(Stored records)
---+---
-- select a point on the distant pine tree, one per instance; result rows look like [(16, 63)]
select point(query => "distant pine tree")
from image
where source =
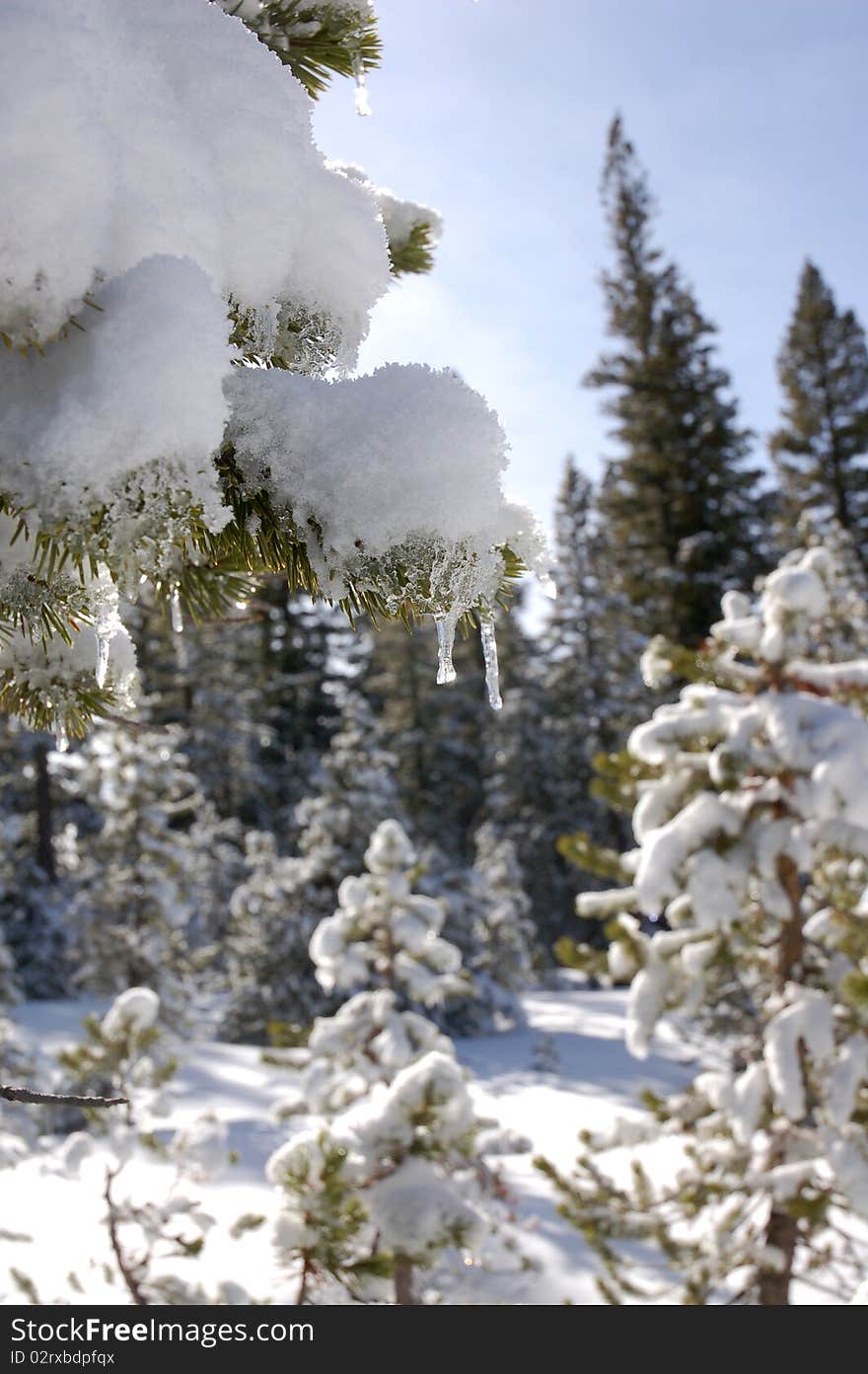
[(822, 447), (679, 503), (434, 733), (275, 909)]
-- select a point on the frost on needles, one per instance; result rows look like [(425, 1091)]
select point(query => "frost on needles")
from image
[(184, 283), (752, 849)]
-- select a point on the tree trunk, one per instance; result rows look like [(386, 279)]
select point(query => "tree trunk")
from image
[(404, 1282), (44, 815), (780, 1231), (775, 1283)]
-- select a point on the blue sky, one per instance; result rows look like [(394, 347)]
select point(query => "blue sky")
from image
[(749, 115)]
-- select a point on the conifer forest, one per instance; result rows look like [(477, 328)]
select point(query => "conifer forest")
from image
[(433, 654)]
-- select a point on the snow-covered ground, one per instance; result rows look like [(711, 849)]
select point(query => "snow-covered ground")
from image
[(564, 1070)]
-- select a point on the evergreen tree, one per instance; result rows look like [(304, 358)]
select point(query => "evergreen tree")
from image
[(276, 907), (268, 670), (822, 448), (35, 864), (434, 731), (752, 832), (391, 1181), (136, 915), (521, 773), (506, 933), (679, 503), (385, 936)]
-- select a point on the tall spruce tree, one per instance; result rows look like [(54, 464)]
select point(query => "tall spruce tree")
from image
[(822, 447), (679, 502)]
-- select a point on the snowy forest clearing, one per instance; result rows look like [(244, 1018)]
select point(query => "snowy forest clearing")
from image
[(564, 1070)]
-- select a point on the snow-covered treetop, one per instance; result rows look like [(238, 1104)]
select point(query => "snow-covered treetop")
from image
[(382, 933), (165, 276), (753, 843)]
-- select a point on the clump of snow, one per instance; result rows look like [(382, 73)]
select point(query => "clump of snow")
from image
[(416, 1209), (128, 147), (382, 932), (143, 203), (399, 216), (105, 402), (130, 1013), (405, 457)]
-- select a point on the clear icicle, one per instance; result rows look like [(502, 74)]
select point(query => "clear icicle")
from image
[(104, 649), (178, 615), (492, 670), (363, 105), (445, 640)]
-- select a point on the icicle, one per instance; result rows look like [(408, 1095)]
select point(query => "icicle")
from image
[(178, 615), (445, 639), (104, 649), (489, 653), (363, 105)]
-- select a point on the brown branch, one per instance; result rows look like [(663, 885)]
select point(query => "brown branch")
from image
[(59, 1100), (128, 1268)]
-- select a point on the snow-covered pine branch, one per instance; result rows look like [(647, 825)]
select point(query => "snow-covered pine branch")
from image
[(165, 276), (752, 846)]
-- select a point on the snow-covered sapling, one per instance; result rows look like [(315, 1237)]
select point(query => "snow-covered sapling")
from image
[(382, 934), (752, 837)]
---+---
PROBLEM DETAILS
Please repeat the data verbatim and leave the pictures out of your copy.

REPLY
-- select a point on the distant pine tree, one per instance; result rows look like [(16, 63)]
select point(query => "distant pine tree")
from image
where source =
[(822, 447), (679, 503), (434, 733), (275, 909)]
-- select a point on the frost on needles, one per instance; result rows look like [(425, 1091)]
select point(query => "frost on needles")
from image
[(184, 283), (752, 849)]
-- select a point on the tree trunk, one per instance; result rows look like [(386, 279)]
select point(query => "tree trunk")
from image
[(404, 1282), (44, 815), (780, 1231), (775, 1283)]
-- select a point on the blue sky, one per instance; result rows look like [(394, 347)]
select point(query => "blue sky")
from image
[(749, 115)]
-- select a point on the conifer forest, one per instance; result rows look like [(477, 328)]
select point(query => "conifer forest")
from image
[(433, 654)]
-- select a point on the snow-covered ground, one per instance; result rows look like [(711, 849)]
select point(query => "snow-covered ground")
from image
[(564, 1070)]
-- select a point on the evergreen tree, one per instance; result rows look like [(304, 358)]
select point(query => "evergreen tree")
from image
[(276, 907), (268, 670), (822, 448), (35, 864), (434, 731), (752, 832), (391, 1181), (136, 915), (521, 773), (506, 933), (679, 503), (385, 936)]
-- select a point on the tall spruce tree, one per instance; result rows look like [(54, 464)]
select point(query => "tall spruce tree")
from image
[(822, 447), (679, 502)]
-- select a point on the snowy forest clearing, one per instance; result rows look like [(244, 1018)]
select point(query => "snowy forest clearing")
from image
[(564, 1070)]
-- select a point on the snow-covered treetop, one per instance; result rows look like [(238, 1104)]
select point(query => "snow-covered treetop")
from image
[(382, 933), (165, 276), (753, 843)]
-- select a point on the clump of snow, one per instance; result rows look like [(382, 73)]
select point(query => "clump of snow")
from image
[(416, 1209), (128, 147), (382, 932), (143, 203), (399, 216), (105, 402), (130, 1013), (405, 457)]
-- select a point on the clear icicle, one per instance; result rows look like [(502, 74)]
select point(query => "clear icicle")
from image
[(104, 649), (178, 615), (492, 670), (363, 105), (445, 640)]
-- select a point on the icicle, one per instance; result rows look like [(408, 1095)]
select point(query => "icicle")
from image
[(178, 615), (445, 639), (104, 649), (489, 653), (363, 105)]
-- select a point on the brown branch, one per instance; result rows look like [(663, 885)]
select point(query => "brown branch")
from image
[(59, 1100), (128, 1268)]
-- select a point on the snow-covered pine branch, one per instance; result rows look like [(647, 825)]
select point(query => "snow-covered pine branch")
from image
[(165, 276), (752, 846)]
-- select a point on the snow-covered sapling, one per instance; result rows look like [(315, 1237)]
select point(query => "snow-covered sapling")
from image
[(382, 934), (752, 837)]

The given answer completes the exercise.